Document passage:
*** Block opens ***

Development of biological sensor device with micro?uidic MEMS device
Our aim is to create a living device that brings out the functions of biological systems featuring high sensitivity and selectivity as well as saving energy, while compact and lightweight.
The world’s smallest "イ" made of genetic material, DNA
The hydrogen bonds of base pairs (A/T, G/C) are disrupted by heating. The complementary bases, however, connect again by cooling. Using this property, nanostructures can be made by using DNA as a material. Modifications of staple DNA (single-stranded DNA to assemble certain nanostructures) or tweaking of the A, T, G, C sequences enable the placement of chemical substances, proteins, double helices, etc., to any position in DNA structures with nanometer precision.
Photosynthesis evaluation technology by photon detection
Photosynthesis bio organisms system, that is plants and algae, are emitting ultra weak luminescence as kind of reverse reaction of photosynthetic energy. This called "delayed fluorescece". The ultra weak luminescence can be detected as to single photon. Each photon reflect chemical energy on single molecure that associated in the photosynthesis reaction. Kinetics of the photon emission, intensities and time behaviours, can reveal activity of photosynthesis reaction. This can be a novel technique to evaluate growth and qualities of plants and algae on enviromnental monitoring, and breeding.

*** Block closes ***

Extracted records:
*** Block opens ***

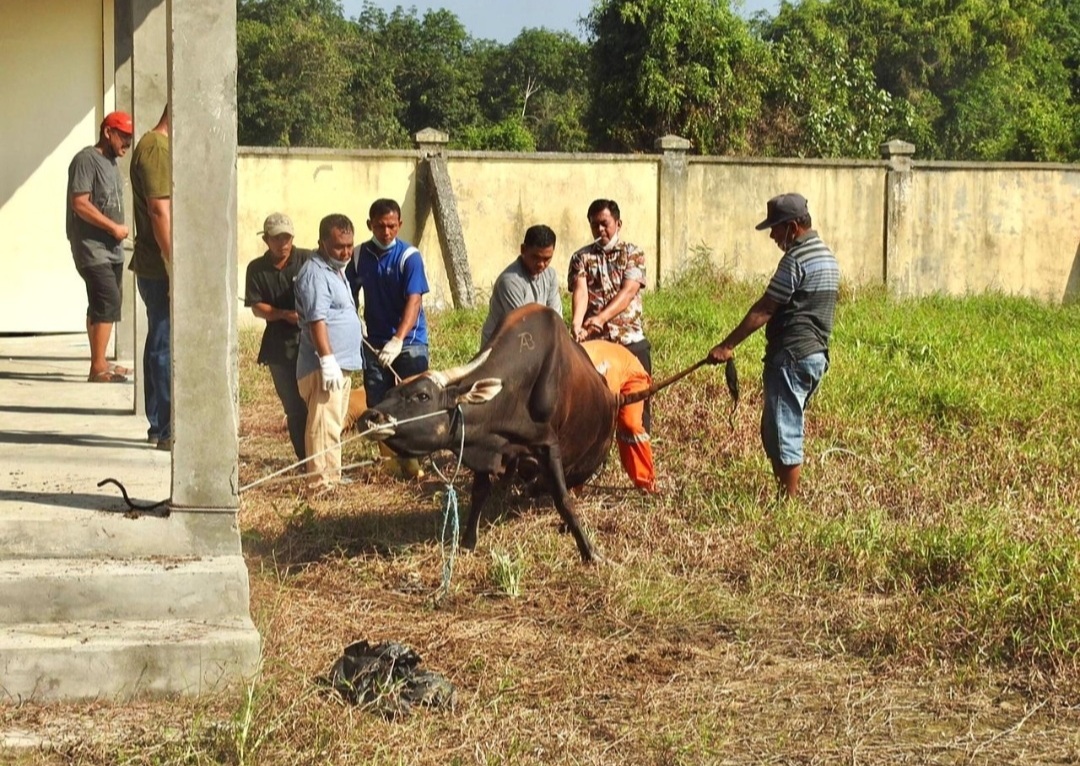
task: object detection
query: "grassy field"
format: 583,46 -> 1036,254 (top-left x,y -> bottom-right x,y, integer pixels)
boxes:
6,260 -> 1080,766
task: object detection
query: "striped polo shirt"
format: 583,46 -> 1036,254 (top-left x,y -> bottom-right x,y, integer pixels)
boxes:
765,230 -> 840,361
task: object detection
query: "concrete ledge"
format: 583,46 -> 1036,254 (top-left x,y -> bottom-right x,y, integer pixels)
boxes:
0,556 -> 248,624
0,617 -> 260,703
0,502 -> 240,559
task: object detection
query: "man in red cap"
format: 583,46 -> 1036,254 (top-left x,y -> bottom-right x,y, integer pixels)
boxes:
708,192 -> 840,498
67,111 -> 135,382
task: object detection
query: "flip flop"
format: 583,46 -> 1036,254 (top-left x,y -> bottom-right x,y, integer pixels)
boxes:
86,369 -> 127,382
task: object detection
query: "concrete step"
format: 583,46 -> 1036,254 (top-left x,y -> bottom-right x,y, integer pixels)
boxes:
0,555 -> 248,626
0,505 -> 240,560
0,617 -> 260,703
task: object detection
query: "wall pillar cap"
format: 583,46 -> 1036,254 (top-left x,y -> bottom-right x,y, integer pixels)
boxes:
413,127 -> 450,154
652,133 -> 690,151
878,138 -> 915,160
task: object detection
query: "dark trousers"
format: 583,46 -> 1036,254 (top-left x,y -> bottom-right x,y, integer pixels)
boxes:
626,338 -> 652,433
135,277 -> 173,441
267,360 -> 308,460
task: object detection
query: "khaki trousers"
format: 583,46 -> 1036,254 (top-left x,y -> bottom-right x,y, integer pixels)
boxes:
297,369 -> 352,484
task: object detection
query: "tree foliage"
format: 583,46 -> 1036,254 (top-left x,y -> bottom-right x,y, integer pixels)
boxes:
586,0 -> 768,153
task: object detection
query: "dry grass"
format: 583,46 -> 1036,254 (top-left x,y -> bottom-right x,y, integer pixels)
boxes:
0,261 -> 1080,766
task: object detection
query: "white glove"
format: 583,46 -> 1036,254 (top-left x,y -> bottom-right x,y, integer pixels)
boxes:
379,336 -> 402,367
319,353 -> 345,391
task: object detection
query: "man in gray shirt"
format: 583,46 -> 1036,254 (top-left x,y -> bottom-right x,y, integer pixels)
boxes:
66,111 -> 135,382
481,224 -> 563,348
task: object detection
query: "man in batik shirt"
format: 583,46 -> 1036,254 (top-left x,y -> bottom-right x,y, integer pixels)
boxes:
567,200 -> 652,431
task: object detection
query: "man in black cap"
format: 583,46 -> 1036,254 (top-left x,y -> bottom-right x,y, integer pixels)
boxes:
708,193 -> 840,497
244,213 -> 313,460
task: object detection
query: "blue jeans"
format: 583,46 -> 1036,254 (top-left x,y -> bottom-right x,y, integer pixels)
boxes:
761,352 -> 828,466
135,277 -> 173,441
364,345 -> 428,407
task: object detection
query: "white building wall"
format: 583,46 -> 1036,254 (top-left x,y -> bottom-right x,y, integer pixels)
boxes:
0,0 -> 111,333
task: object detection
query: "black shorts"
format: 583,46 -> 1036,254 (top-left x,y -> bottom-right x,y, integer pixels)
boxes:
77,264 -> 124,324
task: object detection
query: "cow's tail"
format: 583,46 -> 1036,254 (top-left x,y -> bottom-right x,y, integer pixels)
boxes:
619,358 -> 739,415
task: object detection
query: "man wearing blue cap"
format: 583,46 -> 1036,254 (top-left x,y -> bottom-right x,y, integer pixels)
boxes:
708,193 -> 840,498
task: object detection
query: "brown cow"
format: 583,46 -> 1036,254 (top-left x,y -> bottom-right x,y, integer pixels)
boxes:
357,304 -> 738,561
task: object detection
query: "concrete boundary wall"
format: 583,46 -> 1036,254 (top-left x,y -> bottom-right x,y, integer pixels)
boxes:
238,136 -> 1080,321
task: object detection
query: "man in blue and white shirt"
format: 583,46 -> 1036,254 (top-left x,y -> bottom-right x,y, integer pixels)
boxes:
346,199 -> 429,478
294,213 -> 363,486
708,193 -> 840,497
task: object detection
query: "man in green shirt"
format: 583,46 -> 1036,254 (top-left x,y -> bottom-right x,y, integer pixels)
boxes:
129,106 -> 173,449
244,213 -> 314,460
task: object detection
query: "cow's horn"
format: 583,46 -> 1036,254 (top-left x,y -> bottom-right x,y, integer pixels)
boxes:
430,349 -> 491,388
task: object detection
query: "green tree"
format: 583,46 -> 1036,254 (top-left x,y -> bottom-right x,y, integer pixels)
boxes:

*** Block closes ***

Instructions for the task:
Reproduce word for word the part of the passage on biological sensor research that begins at the words "The world’s smallest" and stops after the words "with nanometer precision.".

Answer section:
The world’s smallest "イ" made of genetic material, DNA
The hydrogen bonds of base pairs (A/T, G/C) are disrupted by heating. The complementary bases, however, connect again by cooling. Using this property, nanostructures can be made by using DNA as a material. Modifications of staple DNA (single-stranded DNA to assemble certain nanostructures) or tweaking of the A, T, G, C sequences enable the placement of chemical substances, proteins, double helices, etc., to any position in DNA structures with nanometer precision.